◆ **WHAT YOU NEED TO DO**
How many of the lines below contain the string "beak"? Reply with the number alone.

◆ **SUPPLIED DATA**

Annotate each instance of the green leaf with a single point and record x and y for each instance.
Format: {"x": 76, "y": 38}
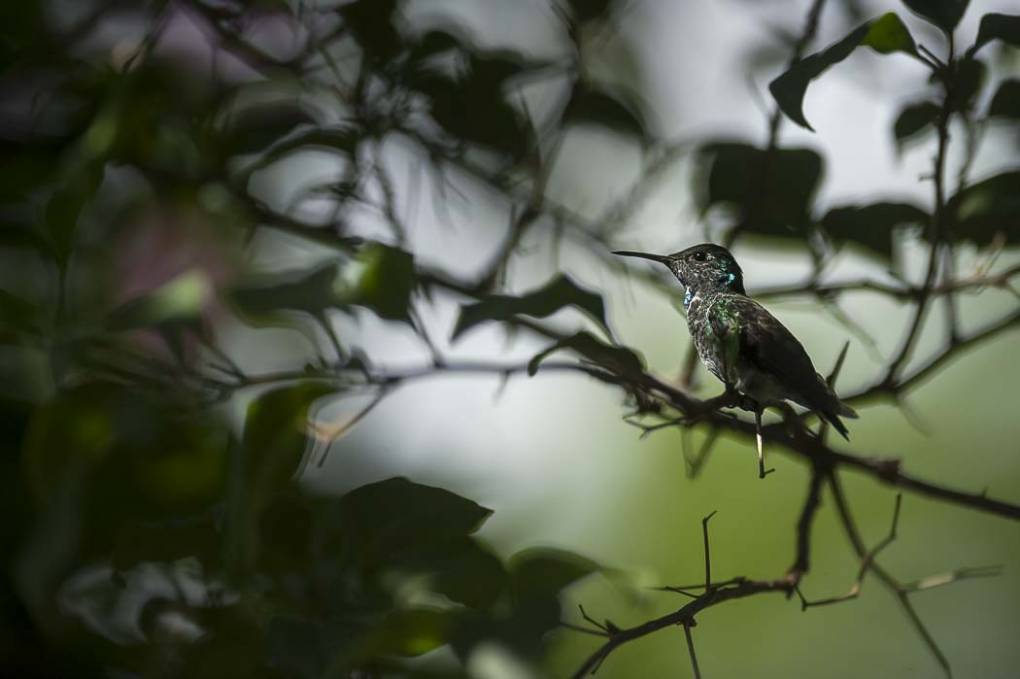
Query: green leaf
{"x": 871, "y": 225}
{"x": 181, "y": 300}
{"x": 772, "y": 192}
{"x": 264, "y": 297}
{"x": 988, "y": 209}
{"x": 544, "y": 572}
{"x": 944, "y": 13}
{"x": 1006, "y": 102}
{"x": 998, "y": 27}
{"x": 411, "y": 632}
{"x": 884, "y": 35}
{"x": 64, "y": 209}
{"x": 275, "y": 435}
{"x": 386, "y": 281}
{"x": 616, "y": 359}
{"x": 398, "y": 519}
{"x": 600, "y": 107}
{"x": 913, "y": 119}
{"x": 559, "y": 293}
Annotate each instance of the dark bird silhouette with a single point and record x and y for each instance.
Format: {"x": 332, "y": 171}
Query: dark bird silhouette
{"x": 740, "y": 342}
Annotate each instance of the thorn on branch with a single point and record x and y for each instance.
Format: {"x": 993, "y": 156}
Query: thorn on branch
{"x": 708, "y": 553}
{"x": 691, "y": 647}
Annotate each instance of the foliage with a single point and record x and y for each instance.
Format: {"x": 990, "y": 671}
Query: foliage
{"x": 133, "y": 187}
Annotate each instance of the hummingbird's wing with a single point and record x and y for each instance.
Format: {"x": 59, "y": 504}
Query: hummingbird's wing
{"x": 772, "y": 349}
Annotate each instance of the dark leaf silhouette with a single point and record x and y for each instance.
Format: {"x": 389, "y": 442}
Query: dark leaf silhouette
{"x": 1006, "y": 102}
{"x": 312, "y": 293}
{"x": 884, "y": 35}
{"x": 589, "y": 105}
{"x": 386, "y": 281}
{"x": 255, "y": 127}
{"x": 559, "y": 293}
{"x": 998, "y": 27}
{"x": 771, "y": 192}
{"x": 944, "y": 13}
{"x": 871, "y": 225}
{"x": 619, "y": 359}
{"x": 913, "y": 119}
{"x": 988, "y": 209}
{"x": 969, "y": 80}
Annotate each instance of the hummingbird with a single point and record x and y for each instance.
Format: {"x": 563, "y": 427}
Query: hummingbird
{"x": 741, "y": 343}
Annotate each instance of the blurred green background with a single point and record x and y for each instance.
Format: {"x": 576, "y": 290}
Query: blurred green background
{"x": 224, "y": 223}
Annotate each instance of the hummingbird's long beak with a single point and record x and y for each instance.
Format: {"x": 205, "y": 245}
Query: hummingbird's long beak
{"x": 662, "y": 259}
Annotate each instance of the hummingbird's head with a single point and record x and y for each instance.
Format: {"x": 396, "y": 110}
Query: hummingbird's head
{"x": 705, "y": 267}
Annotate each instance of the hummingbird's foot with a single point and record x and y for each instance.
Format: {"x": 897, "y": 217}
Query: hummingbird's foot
{"x": 762, "y": 472}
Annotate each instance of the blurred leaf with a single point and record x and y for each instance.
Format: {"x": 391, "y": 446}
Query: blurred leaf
{"x": 616, "y": 359}
{"x": 771, "y": 191}
{"x": 16, "y": 315}
{"x": 913, "y": 119}
{"x": 410, "y": 632}
{"x": 275, "y": 435}
{"x": 559, "y": 293}
{"x": 998, "y": 27}
{"x": 606, "y": 109}
{"x": 473, "y": 107}
{"x": 180, "y": 300}
{"x": 539, "y": 576}
{"x": 468, "y": 574}
{"x": 884, "y": 35}
{"x": 969, "y": 80}
{"x": 298, "y": 646}
{"x": 984, "y": 210}
{"x": 588, "y": 10}
{"x": 371, "y": 21}
{"x": 871, "y": 225}
{"x": 543, "y": 572}
{"x": 386, "y": 281}
{"x": 257, "y": 126}
{"x": 164, "y": 541}
{"x": 399, "y": 519}
{"x": 944, "y": 13}
{"x": 65, "y": 207}
{"x": 298, "y": 291}
{"x": 286, "y": 534}
{"x": 1006, "y": 102}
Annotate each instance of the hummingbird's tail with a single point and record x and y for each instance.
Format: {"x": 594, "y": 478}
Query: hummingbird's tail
{"x": 829, "y": 407}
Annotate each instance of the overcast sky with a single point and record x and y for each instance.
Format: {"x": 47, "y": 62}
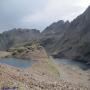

◆ **REPLY TO THE TASK**
2